Inne
: Szczerze? Wszystko. Może to brzmi śmiesznie, ale tak jest.
Uciążliwe usterki zgłoszone przez oceniającego:
Karoseria
: Zaczyna już rdzewieć. W sumie nic dziwnego- ma 22 lata.
Układ elektryczny
: Szwakująca kostka elektryczna przy stacyjce. Wystarczy pomerdać kluczykiem i wraca sprawność kierunkowskazów i nawiewu. Nie polecam samodzielnych napraw.
5,0
Całokształt
Jestem po prostu zakochany w tym samochodzie.
Wrażenia
5,0
Silnik
Jak na masę auta (1900 kg) świetnie się zbiera, zwłaszcza, że ma automatyczną skrzynię, która czasem z racji swego wieku ma nieco opóźnioną reakcję na dodanie gazu i trzeba chwilę poczekać na kickdown.
Silnik pracuje bardzo kulturalnie, z lekką, charakterystyczną dla starych fałek nierównością. Poza tym świetnie brzmi, szczególnie na wysokich obrotach pod obciążeniem (w trybie N lub P łagodniej).

> **Wyodrębnione dane**

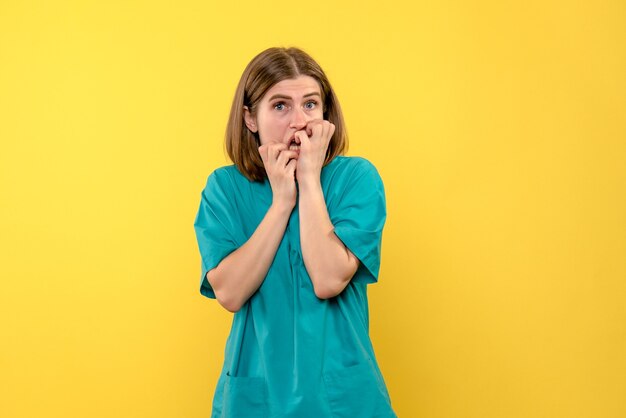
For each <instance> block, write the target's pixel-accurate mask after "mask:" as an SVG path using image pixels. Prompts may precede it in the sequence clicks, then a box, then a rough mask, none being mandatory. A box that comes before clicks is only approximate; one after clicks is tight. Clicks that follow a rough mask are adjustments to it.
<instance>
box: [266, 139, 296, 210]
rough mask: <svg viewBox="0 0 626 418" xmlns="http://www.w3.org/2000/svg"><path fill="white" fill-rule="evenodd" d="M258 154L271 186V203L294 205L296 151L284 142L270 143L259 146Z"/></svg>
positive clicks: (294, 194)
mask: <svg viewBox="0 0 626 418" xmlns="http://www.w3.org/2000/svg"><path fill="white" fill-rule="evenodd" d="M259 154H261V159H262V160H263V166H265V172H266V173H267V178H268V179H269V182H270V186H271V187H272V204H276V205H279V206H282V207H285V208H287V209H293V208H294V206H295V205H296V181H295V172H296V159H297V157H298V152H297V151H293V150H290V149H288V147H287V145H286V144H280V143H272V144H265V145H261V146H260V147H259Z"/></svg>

---

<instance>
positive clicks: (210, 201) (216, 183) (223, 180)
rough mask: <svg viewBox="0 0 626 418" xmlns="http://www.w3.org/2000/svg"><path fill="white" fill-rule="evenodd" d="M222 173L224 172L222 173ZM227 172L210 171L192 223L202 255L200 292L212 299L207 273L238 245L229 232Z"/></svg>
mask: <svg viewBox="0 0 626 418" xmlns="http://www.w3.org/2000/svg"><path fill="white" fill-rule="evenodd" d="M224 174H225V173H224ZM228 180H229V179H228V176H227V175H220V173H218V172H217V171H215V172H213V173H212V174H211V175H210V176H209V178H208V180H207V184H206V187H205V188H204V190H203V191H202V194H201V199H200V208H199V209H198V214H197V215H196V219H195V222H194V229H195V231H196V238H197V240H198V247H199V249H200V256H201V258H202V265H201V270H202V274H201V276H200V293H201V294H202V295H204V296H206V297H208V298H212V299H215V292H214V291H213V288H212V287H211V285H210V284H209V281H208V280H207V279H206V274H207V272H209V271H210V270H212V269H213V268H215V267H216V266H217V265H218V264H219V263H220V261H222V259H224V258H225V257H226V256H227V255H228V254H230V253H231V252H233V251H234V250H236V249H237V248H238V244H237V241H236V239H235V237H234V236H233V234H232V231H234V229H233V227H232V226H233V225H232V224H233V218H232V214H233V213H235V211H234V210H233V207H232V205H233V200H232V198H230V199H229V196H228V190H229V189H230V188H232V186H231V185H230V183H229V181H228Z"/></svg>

> **Wymagania ćwiczenia**
1 > Proszę ująć w punktach akapit opinii o samochodzie, który zaczyna się od słów „Jak na masę auta”, z zachowaniem jego głównych informacji.
2 > Proszę przepisać z opinii o samochodzie cały fragment od słów „Układ elektryczny” aż po słowa „lub P łagodniej).”.

> **Odpowiedzi do ćwiczenia**
1 >
- Samochód waży 1900 kg, a mimo to bardzo dobrze przyspiesza.
- Ma automatyczną skrzynię biegów.
- Ze względu na wiek skrzynia czasem z opóźnieniem reaguje na dodanie gazu.
- Na kickdown trzeba wtedy chwilę poczekać.

2 >
Układ elektryczny
: Szwakująca kostka elektryczna przy stacyjce. Wystarczy pomerdać kluczykiem i wraca sprawność kierunkowskazów i nawiewu. Nie polecam samodzielnych napraw.
5,0
Całokształt
Jestem po prostu zakochany w tym samochodzie.
Wrażenia
5,0
Silnik
Jak na masę auta (1900 kg) świetnie się zbiera, zwłaszcza, że ma automatyczną skrzynię, która czasem z racji swego wieku ma nieco opóźnioną reakcję na dodanie gazu i trzeba chwilę poczekać na kickdown.
Silnik pracuje bardzo kulturalnie, z lekką, charakterystyczną dla starych fałek nierównością. Poza tym świetnie brzmi, szczególnie na wysokich obrotach pod obciążeniem (w trybie N lub P łagodniej).